=== INSTRUCTIONS TO FOLLOW ===
Nothing but a number is wanted: the count of lines in the records below that include "green".

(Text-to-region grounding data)
== Segment start ==

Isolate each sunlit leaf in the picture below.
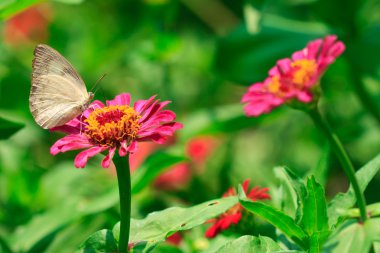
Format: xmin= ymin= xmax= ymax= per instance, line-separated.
xmin=112 ymin=197 xmax=238 ymax=252
xmin=53 ymin=0 xmax=84 ymax=4
xmin=0 ymin=0 xmax=85 ymax=20
xmin=215 ymin=235 xmax=283 ymax=253
xmin=323 ymin=218 xmax=380 ymax=253
xmin=150 ymin=243 xmax=183 ymax=253
xmin=0 ymin=0 xmax=42 ymax=20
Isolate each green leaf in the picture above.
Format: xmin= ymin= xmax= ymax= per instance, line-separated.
xmin=300 ymin=177 xmax=329 ymax=239
xmin=328 ymin=153 xmax=380 ymax=228
xmin=300 ymin=177 xmax=330 ymax=253
xmin=274 ymin=167 xmax=307 ymax=223
xmin=215 ymin=235 xmax=283 ymax=253
xmin=373 ymin=241 xmax=380 ymax=253
xmin=46 ymin=217 xmax=108 ymax=253
xmin=112 ymin=197 xmax=238 ymax=252
xmin=11 ymin=163 xmax=119 ymax=252
xmin=78 ymin=229 xmax=117 ymax=253
xmin=0 ymin=116 xmax=24 ymax=139
xmin=151 ymin=243 xmax=183 ymax=253
xmin=238 ymin=187 xmax=309 ymax=250
xmin=273 ymin=167 xmax=299 ymax=218
xmin=131 ymin=151 xmax=186 ymax=194
xmin=0 ymin=0 xmax=85 ymax=20
xmin=0 ymin=0 xmax=43 ymax=20
xmin=323 ymin=218 xmax=380 ymax=253
xmin=53 ymin=0 xmax=85 ymax=4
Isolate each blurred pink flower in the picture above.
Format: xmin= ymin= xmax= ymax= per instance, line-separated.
xmin=187 ymin=136 xmax=220 ymax=169
xmin=50 ymin=93 xmax=182 ymax=168
xmin=205 ymin=180 xmax=270 ymax=238
xmin=166 ymin=232 xmax=183 ymax=245
xmin=153 ymin=163 xmax=191 ymax=190
xmin=4 ymin=4 xmax=52 ymax=46
xmin=127 ymin=135 xmax=220 ymax=190
xmin=242 ymin=35 xmax=345 ymax=116
xmin=153 ymin=135 xmax=221 ymax=190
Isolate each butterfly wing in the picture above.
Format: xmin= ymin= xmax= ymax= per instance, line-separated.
xmin=30 ymin=44 xmax=91 ymax=129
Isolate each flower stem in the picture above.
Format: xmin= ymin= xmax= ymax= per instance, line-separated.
xmin=114 ymin=153 xmax=131 ymax=253
xmin=308 ymin=108 xmax=367 ymax=222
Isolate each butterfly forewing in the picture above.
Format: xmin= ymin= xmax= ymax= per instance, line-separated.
xmin=30 ymin=44 xmax=92 ymax=129
xmin=32 ymin=44 xmax=88 ymax=94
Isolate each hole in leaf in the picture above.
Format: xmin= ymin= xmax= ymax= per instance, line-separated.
xmin=208 ymin=202 xmax=219 ymax=206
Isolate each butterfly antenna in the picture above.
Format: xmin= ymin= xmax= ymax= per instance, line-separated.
xmin=100 ymin=87 xmax=107 ymax=101
xmin=91 ymin=73 xmax=107 ymax=94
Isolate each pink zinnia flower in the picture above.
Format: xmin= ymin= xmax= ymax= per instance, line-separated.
xmin=50 ymin=93 xmax=183 ymax=168
xmin=242 ymin=35 xmax=345 ymax=116
xmin=205 ymin=180 xmax=270 ymax=238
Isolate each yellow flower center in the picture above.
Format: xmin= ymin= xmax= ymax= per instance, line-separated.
xmin=291 ymin=59 xmax=317 ymax=87
xmin=84 ymin=105 xmax=141 ymax=147
xmin=267 ymin=75 xmax=281 ymax=94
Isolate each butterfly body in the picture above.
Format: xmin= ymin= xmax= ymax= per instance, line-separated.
xmin=30 ymin=44 xmax=93 ymax=129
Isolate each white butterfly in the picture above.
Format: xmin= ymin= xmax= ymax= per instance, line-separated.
xmin=30 ymin=44 xmax=94 ymax=129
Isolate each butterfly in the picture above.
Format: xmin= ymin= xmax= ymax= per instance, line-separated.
xmin=30 ymin=44 xmax=94 ymax=129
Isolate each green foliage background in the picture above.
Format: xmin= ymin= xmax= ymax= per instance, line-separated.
xmin=0 ymin=0 xmax=380 ymax=252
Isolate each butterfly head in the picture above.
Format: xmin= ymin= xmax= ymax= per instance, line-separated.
xmin=80 ymin=92 xmax=94 ymax=112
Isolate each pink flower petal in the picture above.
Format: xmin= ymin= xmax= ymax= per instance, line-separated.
xmin=134 ymin=95 xmax=157 ymax=113
xmin=137 ymin=122 xmax=183 ymax=144
xmin=50 ymin=117 xmax=82 ymax=134
xmin=296 ymin=91 xmax=313 ymax=103
xmin=50 ymin=134 xmax=92 ymax=155
xmin=242 ymin=179 xmax=250 ymax=193
xmin=205 ymin=222 xmax=219 ymax=238
xmin=119 ymin=140 xmax=128 ymax=156
xmin=102 ymin=147 xmax=116 ymax=168
xmin=244 ymin=100 xmax=281 ymax=117
xmin=106 ymin=93 xmax=131 ymax=106
xmin=74 ymin=146 xmax=107 ymax=168
xmin=138 ymin=100 xmax=171 ymax=124
xmin=127 ymin=141 xmax=138 ymax=153
xmin=274 ymin=58 xmax=292 ymax=75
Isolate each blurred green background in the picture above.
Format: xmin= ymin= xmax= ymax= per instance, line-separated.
xmin=1 ymin=0 xmax=380 ymax=252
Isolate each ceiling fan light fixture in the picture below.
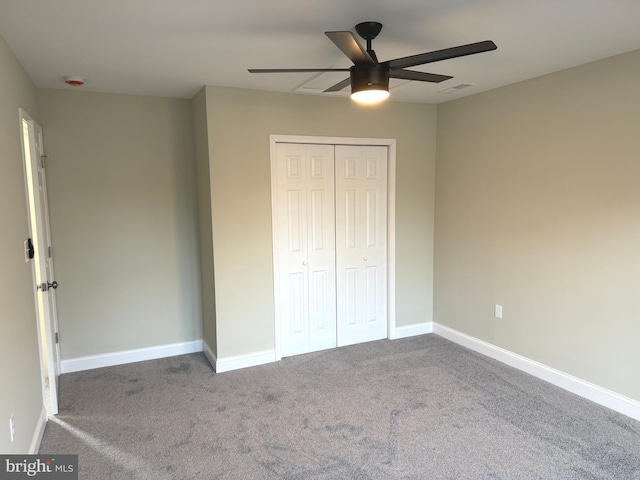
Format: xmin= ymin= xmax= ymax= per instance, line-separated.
xmin=350 ymin=64 xmax=390 ymax=104
xmin=351 ymin=88 xmax=389 ymax=104
xmin=351 ymin=88 xmax=389 ymax=105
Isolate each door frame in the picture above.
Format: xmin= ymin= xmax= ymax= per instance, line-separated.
xmin=270 ymin=134 xmax=396 ymax=361
xmin=18 ymin=108 xmax=60 ymax=415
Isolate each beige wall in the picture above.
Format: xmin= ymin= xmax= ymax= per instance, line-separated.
xmin=0 ymin=34 xmax=43 ymax=453
xmin=204 ymin=86 xmax=437 ymax=358
xmin=192 ymin=88 xmax=217 ymax=355
xmin=435 ymin=49 xmax=640 ymax=402
xmin=36 ymin=89 xmax=202 ymax=359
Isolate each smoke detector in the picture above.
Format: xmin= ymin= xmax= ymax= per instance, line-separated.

== Segment end ==

=== SOLVED PROBLEM ===
3